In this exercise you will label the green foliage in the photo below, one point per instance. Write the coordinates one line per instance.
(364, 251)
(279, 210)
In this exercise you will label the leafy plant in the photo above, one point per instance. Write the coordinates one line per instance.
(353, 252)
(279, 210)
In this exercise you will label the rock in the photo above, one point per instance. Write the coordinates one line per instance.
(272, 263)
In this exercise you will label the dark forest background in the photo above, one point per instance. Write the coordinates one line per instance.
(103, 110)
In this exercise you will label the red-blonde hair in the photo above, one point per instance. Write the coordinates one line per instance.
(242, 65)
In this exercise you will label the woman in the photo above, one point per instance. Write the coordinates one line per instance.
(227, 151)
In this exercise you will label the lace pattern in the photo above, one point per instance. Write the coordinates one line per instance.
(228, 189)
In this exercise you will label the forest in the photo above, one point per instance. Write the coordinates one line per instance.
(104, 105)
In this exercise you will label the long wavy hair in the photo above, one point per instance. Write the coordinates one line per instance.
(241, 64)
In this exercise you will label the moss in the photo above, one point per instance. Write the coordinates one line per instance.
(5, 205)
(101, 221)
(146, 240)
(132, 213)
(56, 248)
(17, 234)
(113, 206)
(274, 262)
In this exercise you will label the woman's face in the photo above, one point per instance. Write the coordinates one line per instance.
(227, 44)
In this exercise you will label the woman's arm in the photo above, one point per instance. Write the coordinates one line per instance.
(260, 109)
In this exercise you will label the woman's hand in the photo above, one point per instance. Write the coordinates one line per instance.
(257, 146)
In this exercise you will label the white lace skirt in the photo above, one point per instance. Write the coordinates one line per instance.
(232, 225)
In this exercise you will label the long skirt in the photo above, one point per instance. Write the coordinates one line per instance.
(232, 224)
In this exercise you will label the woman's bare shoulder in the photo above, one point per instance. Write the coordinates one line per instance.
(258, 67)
++++++++++
* **WHAT IS EXPECTED**
Only the lines from the one containing "In this exercise you will label the woman's arm" through the end of the entries above should be written out, exactly and in full.

* **SOLUTION TO THIS TASK**
In this exercise you will label the woman's arm in the photo above, one point per instance. Write the coordinates one line per instance.
(260, 109)
In this exercise you will label the woman's hand in the photo above, one point per instance. Write the coordinates one line per instance.
(257, 146)
In this exercise you will label the white lace skirt in the photo above, one point per instance. Write the coordinates one line per instance.
(232, 225)
In this exercise you will label the long skirt in the photo above, one point per instance. Write the coordinates one line per instance.
(232, 224)
In this exercise you will label the woman's bare shoulder in the photo above, one point per instance. Write the coordinates one line per instance.
(258, 67)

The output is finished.